Вместе с существительными и прилагательными в письменном языке (главным образом, в прессе) выше процент предлогов {13,2 — 9,9 — 9,7), меньше процент союзов (5,9 — 9,8 — 9,8), местоимений (7,7 — 11,7 — 16,4), вспомогательных и усилительных частиц (2,2 — 3,7 — 4,9). Процент междометий остается устойчивым во всех словарях.
Приведенные цифры показывают, что распределение предлогов и союзов больше характеризует язык прессы (интеллигентский) в отличие от языка (народного) письма и беседы; по местоимениям и вспомогательным частицам можно отличать как интеллигентский язык от неинтеллигентского, так и письменный от устного. По этим же цифрам можно составить себе представление о языке разговорном и писем, как о языке менее устойчивом по формам и менее точном. Газета, наоборот, в стремлении к сжатости и краткости, к «телеграфному стилю» (Винокур) усыновила много штампованных, не образных, часто даже не самых кратких (Гус и др.) выражений.

——

◆ **Задание A**:
Ответьте по отрывку на вопросы:
(i) Процент какой части речи остается устойчивым во всех словарях?
(ii) Распределение каких слов больше характеризует язык прессы?
(iii) К чему стремится газета?

——

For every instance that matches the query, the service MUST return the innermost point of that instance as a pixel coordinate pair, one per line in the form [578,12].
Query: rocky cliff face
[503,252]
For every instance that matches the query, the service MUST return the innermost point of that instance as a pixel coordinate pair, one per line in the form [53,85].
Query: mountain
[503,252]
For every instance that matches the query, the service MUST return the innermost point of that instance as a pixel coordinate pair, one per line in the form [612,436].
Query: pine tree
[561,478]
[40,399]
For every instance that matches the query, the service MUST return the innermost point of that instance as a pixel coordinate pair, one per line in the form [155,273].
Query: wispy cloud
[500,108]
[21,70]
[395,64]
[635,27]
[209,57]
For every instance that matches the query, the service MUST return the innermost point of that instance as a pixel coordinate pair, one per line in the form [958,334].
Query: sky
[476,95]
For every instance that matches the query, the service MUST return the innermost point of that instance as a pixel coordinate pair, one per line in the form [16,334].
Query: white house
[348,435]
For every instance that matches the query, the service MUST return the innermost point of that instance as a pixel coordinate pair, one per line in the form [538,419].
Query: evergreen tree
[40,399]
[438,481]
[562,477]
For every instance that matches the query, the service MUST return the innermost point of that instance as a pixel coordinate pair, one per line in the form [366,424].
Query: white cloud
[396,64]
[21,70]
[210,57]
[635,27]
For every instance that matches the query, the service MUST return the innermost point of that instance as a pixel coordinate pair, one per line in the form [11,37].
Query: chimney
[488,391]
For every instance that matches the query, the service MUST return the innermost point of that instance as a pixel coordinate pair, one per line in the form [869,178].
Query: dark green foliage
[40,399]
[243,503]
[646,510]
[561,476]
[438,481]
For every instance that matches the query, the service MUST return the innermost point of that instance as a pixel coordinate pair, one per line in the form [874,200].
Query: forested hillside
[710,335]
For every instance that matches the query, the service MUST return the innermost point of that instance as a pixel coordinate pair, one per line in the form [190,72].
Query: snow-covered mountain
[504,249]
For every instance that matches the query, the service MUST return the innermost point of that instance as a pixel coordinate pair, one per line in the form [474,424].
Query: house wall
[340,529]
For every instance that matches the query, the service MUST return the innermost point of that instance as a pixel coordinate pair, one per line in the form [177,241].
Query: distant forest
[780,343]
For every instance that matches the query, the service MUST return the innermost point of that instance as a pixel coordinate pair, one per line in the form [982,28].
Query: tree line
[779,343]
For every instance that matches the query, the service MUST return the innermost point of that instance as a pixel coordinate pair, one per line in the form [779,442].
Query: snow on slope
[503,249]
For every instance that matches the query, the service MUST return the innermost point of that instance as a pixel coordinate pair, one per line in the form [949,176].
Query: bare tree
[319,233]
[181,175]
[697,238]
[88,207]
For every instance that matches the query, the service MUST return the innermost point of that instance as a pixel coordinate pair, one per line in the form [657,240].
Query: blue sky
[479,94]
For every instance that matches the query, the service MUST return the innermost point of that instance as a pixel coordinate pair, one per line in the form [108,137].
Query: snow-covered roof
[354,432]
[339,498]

——

◆ **Задание B**: Перепишите без изменений все записи от строки, где стоит «the form [657,240].», вниз до конца записей, включая обе границы.

◆ **Ответ A**:
(i) Процент междометий.
(ii) Распределение предлогов и союзов.
(iii) К сжатости и краткости, к «телеграфному стилю».

◆ **Ответ B**:
For every instance that matches the query, the service MUST return the innermost point of that instance as a pixel coordinate pair, one per line in the form [657,240].
Query: blue sky
[479,94]
For every instance that matches the query, the service MUST return the innermost point of that instance as a pixel coordinate pair, one per line in the form [108,137].
Query: snow-covered roof
[354,432]
[339,498]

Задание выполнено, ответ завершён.